◆ **Do this**:
Quote the listing below word for word, from its opening line through the line containing "left=339, top=67, right=500, bottom=334", with both of those lines included.

◆ **Records to use**:
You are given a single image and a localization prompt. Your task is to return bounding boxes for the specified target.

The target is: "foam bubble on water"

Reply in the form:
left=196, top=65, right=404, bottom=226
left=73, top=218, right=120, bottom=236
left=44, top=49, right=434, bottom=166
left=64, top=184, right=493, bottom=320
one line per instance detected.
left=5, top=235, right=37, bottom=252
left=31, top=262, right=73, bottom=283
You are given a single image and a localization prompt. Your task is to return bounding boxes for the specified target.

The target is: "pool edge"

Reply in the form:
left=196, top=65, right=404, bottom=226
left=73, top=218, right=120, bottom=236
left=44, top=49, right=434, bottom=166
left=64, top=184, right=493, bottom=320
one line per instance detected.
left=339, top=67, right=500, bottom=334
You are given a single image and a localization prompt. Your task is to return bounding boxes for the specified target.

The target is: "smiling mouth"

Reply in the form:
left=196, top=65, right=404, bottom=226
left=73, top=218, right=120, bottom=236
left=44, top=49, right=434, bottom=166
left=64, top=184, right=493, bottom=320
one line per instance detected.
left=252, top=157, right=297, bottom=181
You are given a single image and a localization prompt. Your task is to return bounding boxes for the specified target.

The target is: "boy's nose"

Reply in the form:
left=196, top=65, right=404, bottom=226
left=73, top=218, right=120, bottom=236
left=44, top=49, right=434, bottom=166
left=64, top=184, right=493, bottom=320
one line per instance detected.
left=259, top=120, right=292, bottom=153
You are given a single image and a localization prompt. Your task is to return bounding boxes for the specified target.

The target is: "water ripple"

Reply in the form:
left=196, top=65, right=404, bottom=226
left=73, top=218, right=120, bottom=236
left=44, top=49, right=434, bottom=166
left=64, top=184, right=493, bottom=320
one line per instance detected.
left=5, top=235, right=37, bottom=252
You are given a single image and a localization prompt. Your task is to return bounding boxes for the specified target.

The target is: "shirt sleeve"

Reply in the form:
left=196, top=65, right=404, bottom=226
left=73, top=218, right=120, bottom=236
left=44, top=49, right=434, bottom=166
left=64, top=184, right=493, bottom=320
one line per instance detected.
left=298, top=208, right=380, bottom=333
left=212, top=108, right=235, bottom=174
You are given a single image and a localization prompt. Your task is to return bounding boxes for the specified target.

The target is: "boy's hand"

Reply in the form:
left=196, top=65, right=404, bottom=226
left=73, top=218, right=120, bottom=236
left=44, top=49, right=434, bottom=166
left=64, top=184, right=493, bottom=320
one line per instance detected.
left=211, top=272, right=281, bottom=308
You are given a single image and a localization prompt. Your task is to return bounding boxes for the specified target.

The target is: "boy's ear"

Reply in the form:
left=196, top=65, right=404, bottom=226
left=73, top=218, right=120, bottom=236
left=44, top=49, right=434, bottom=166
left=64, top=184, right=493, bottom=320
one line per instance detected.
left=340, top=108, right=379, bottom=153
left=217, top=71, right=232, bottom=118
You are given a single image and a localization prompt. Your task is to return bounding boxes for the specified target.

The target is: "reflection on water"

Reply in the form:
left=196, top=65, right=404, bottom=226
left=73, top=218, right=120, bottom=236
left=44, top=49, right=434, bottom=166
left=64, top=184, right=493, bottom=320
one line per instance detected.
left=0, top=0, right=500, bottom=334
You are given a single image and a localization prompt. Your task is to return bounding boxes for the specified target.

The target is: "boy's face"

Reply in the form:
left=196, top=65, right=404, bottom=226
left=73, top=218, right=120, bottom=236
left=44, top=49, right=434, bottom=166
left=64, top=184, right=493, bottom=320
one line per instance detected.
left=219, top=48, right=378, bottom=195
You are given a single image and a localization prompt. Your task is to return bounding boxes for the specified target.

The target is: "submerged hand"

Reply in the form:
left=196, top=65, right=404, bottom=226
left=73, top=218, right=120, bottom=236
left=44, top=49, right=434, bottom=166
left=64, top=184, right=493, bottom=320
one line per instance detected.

◆ **Answer below**:
You are given a single image and a localization prompt. Your task is to return bounding boxes for the specified target.

The target is: "foam bubble on water"

Reply in the form:
left=196, top=65, right=404, bottom=226
left=73, top=218, right=120, bottom=236
left=44, top=49, right=434, bottom=166
left=64, top=184, right=493, bottom=320
one line per instance detected.
left=5, top=235, right=37, bottom=252
left=31, top=262, right=73, bottom=283
You are given a single image and a localization prompt. Your task is to return bounding boxes for the specified target.

The target is: "pool edge"

Reply in the form:
left=196, top=65, right=404, bottom=226
left=73, top=218, right=120, bottom=236
left=44, top=49, right=434, bottom=166
left=64, top=184, right=493, bottom=320
one line per instance detected.
left=339, top=67, right=500, bottom=334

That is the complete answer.